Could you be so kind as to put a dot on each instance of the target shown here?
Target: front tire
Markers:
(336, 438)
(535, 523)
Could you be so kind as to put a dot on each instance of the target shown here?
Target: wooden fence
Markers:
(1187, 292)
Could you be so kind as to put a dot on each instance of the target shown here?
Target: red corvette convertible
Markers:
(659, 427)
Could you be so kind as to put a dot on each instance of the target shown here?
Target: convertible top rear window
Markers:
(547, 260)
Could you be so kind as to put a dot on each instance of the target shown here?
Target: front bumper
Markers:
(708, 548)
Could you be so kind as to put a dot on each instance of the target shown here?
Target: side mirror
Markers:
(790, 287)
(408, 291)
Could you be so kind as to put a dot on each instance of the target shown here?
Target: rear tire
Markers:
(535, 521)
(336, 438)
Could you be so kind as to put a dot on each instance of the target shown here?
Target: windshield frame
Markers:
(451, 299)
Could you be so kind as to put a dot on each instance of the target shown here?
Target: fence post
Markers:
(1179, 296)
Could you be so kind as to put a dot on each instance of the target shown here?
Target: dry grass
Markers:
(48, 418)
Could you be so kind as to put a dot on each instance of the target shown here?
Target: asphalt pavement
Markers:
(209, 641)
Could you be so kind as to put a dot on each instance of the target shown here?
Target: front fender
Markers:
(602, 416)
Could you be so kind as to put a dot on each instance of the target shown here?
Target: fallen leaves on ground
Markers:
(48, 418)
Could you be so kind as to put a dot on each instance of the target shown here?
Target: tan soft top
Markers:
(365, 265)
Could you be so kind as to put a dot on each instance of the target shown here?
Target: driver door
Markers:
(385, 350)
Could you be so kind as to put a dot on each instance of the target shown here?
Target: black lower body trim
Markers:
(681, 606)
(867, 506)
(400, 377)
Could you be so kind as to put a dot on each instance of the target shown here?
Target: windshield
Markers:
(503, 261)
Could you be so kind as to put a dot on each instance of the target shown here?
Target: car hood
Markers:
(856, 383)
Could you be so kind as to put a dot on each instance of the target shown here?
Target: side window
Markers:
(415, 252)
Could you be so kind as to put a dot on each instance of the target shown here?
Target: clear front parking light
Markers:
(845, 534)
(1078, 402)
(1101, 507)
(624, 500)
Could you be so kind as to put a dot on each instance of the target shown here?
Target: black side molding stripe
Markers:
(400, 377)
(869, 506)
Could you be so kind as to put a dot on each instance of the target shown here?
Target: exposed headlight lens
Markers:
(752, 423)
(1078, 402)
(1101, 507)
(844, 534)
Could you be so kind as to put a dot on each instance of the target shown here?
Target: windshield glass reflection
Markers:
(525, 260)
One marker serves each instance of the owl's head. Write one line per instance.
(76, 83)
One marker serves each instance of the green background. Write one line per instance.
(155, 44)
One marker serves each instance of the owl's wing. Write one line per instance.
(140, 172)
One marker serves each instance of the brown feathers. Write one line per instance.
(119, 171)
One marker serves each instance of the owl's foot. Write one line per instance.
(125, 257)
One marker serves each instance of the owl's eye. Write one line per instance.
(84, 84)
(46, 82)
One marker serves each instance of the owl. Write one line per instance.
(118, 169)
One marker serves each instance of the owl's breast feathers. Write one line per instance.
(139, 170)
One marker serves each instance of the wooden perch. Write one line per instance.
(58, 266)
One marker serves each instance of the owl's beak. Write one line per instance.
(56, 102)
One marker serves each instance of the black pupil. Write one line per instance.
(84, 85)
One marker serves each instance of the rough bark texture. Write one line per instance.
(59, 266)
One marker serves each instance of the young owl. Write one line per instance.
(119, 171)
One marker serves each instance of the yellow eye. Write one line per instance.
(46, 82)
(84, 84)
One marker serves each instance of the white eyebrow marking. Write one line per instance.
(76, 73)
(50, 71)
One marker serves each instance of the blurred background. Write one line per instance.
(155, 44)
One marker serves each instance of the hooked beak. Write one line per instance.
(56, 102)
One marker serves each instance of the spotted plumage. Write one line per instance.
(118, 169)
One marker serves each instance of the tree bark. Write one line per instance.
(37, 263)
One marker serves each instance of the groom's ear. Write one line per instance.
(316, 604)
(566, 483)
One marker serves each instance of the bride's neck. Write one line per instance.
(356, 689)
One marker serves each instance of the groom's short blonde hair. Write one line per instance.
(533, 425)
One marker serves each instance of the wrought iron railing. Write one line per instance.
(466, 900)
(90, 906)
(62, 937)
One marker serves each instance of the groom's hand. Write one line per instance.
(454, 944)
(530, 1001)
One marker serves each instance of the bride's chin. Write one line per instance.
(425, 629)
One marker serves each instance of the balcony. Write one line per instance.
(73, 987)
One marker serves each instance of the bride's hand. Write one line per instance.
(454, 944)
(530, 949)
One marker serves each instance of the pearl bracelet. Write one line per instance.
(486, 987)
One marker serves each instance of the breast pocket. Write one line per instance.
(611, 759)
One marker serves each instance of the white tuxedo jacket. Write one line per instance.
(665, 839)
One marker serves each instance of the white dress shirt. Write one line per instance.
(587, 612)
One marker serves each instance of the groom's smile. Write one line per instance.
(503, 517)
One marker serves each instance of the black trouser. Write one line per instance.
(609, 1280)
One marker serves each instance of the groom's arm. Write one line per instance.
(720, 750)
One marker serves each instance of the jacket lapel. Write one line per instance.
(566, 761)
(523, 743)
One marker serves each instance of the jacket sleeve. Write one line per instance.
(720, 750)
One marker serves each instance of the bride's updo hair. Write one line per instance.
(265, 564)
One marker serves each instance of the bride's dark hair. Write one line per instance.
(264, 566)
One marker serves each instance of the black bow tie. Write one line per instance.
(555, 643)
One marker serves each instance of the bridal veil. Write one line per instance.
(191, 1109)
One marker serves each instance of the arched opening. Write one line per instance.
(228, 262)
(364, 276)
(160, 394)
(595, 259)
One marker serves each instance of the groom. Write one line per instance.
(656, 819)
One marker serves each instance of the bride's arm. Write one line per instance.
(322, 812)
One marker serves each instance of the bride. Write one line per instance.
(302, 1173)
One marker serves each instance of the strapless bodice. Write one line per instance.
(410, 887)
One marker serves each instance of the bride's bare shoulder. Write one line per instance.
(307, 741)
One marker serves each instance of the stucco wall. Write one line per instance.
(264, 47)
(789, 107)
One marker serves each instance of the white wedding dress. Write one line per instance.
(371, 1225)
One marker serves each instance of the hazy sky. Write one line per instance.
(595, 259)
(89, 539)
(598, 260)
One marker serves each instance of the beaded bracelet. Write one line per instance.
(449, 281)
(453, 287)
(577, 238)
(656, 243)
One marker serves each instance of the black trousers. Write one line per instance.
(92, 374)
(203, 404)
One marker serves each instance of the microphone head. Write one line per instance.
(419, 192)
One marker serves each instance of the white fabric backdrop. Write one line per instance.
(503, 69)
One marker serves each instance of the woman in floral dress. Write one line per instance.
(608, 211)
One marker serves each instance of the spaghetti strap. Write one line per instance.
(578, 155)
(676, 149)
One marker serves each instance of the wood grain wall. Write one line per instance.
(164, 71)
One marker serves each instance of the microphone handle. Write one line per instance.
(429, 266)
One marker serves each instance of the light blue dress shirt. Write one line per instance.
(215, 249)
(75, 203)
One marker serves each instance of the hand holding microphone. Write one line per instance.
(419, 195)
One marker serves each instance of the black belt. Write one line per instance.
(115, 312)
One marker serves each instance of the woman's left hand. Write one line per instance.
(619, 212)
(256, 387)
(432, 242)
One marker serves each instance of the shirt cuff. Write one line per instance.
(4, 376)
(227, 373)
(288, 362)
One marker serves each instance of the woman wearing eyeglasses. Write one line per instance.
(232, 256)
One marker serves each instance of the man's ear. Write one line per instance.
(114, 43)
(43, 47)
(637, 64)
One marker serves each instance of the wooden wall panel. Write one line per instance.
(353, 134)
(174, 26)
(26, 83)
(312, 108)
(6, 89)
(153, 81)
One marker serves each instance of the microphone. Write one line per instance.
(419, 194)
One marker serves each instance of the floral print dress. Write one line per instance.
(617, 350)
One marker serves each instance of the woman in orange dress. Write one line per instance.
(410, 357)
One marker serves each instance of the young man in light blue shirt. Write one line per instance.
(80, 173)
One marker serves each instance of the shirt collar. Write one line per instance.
***
What you are asked to do
Reproduce the rows word for word, beginning with the line that contains "One marker serves each instance of the woman in floral" and including that line, then continuing through the final line of the rows.

Result for this exercise
One marker serves each instance of the woman in floral dress. Write one line per instance.
(608, 211)
One marker serves each instance of the spaghetti strap. Write one line per instance.
(578, 155)
(676, 149)
One marker serves each instance of the wood grain wall. Write one line per instance.
(164, 71)
One marker serves each instance of the microphone handle. Write one line per instance.
(429, 266)
One marker serves each instance of the light blue dress shirt. Write one line per instance.
(215, 249)
(75, 203)
One marker serves each instance of the hand holding microphone. Write one line per instance.
(419, 195)
One marker serves each instance of the black belt. Write one line per instance.
(115, 312)
One marker serves each instance of the woman's left hand. Write one line per instance.
(619, 212)
(256, 387)
(432, 242)
One marker serves each instance of the shirt cuff. Write one line per instance.
(4, 376)
(227, 373)
(288, 362)
One marker serves each instance of the woman wearing eyeglasses. Write one line per instance.
(232, 256)
One marker serves each instance of the man's ear. Write one line per instance.
(114, 43)
(43, 47)
(637, 64)
One marker serves each instance of the wooden wall panel. Write one line per instance.
(353, 134)
(174, 26)
(26, 83)
(312, 108)
(6, 89)
(153, 81)
One marker serves each instance of the microphone. Write one line per instance.
(419, 194)
One marker serves each instance of the floral print dress. Write one line per instance.
(617, 350)
One marker serves each instance of the woman in orange dress. Write one line per instance.
(410, 357)
One marker serves each instance of the young man in light blue shirt. Write one line per instance.
(80, 173)
One marker serves each instance of the shirt collar. Write one line per instance.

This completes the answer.